• [Your objective]: Copy out the final stretch of the listing: the line that contains "of the black-faced" and all lines after it, exactly as they appear.

-----

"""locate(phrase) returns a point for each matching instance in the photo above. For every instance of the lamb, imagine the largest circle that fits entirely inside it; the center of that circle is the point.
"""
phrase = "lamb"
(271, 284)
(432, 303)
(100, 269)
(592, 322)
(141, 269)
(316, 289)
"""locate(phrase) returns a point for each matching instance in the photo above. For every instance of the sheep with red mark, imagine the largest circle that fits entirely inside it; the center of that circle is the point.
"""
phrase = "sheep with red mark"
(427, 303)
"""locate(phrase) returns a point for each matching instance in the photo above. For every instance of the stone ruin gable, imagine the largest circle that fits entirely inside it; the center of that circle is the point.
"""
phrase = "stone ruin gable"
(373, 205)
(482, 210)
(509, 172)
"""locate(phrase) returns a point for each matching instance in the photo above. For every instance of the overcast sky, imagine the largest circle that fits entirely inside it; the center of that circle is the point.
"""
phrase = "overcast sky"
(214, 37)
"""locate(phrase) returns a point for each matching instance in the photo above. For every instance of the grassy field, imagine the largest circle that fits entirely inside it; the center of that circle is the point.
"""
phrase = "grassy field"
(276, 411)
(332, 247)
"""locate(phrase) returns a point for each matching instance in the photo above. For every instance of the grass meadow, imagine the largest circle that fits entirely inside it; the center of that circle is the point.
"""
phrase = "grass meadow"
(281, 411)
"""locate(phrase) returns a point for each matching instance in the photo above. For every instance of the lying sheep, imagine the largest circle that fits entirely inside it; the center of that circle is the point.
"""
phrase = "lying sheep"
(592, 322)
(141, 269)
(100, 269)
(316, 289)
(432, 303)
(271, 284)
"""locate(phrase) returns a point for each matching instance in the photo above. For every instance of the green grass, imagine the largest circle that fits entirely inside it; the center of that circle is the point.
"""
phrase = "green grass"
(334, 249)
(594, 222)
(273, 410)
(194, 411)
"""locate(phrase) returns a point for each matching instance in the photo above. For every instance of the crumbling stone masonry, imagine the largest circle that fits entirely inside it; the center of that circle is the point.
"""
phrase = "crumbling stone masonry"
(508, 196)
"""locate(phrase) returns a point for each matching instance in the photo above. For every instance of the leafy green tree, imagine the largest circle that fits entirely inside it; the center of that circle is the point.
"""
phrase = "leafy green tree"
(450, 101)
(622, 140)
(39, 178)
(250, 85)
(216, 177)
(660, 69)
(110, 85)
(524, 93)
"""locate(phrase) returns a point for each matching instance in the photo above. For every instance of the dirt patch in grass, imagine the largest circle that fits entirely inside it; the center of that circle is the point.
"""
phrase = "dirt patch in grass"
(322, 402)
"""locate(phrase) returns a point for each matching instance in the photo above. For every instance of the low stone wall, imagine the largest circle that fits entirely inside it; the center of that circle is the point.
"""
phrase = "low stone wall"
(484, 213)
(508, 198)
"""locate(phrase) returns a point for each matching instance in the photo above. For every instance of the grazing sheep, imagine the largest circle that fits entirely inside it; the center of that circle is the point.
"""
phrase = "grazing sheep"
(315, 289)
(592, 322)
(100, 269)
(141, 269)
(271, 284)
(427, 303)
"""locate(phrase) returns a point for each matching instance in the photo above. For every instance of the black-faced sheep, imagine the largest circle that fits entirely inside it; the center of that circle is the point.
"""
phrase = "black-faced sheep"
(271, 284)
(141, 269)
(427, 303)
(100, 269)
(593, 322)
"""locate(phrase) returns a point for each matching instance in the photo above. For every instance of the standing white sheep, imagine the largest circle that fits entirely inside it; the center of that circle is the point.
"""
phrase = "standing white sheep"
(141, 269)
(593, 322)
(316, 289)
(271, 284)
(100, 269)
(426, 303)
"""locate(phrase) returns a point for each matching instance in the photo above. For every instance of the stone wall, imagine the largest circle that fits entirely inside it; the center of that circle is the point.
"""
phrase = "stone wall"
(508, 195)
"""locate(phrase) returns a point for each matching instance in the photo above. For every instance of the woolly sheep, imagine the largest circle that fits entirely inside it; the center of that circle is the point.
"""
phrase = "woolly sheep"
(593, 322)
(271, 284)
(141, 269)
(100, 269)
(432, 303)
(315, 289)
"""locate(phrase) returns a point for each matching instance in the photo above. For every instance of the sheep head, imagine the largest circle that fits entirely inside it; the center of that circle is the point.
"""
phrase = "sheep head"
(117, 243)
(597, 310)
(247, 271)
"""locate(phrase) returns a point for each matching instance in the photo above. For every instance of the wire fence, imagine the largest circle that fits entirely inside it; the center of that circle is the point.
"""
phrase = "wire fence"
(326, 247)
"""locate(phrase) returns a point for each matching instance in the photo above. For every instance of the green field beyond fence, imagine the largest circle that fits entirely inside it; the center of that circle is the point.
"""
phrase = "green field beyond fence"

-----

• [Output for this task]:
"""locate(phrase) returns a point for each matching instance in the photo above. For every instance of the black-faced sheep, imagine the largest circle that fits entirely inside it; the center of that circle is the point.
"""
phrase = "black-faced sheep"
(271, 284)
(141, 269)
(427, 303)
(100, 269)
(593, 322)
"""locate(phrase) returns a point for each matching instance in the photo above. For every instance of the standing white sheep, imagine the largest circle that fits entirely inside it; the center of that circle is the point.
"""
phrase = "standing white sheep"
(141, 269)
(593, 322)
(316, 289)
(271, 284)
(100, 269)
(426, 303)
"""locate(phrase) returns a point for each matching instance in the photo above. For every instance of the stone wall, imagine the largest circle that fits entirely inside it; the center of that circle is the point.
"""
phrase = "stone wall"
(508, 195)
"""locate(phrase) returns a point for each matching instance in the photo above. For every instance of the woolly sheep, imagine the largest circle that fits entirely inside it; the center of that circle is the point.
"""
phrase = "woolly sheep"
(593, 322)
(271, 284)
(141, 269)
(100, 269)
(432, 303)
(315, 289)
"""locate(phrase) returns a point for each matching instance in the photo above. For every instance of the sheep head, imagine the largest circle that fits entirely inside it; the center of that circle is the point.
"""
phrase = "sheep head"
(117, 243)
(597, 310)
(247, 271)
"""locate(phrase) returns a point for each matching instance in the photo above. For every instance of the wire fence, imagine the largest circle that fits entirely inside it; the center of that circle is the point.
"""
phrase = "wire fence"
(326, 247)
"""locate(phrase) returns a point for each matching instance in the photo above. For every instance of the green field beyond fence, imagine the largest circle that fits entirely inside it; the center of that circle is the point.
"""
phrase = "green field beyond fence"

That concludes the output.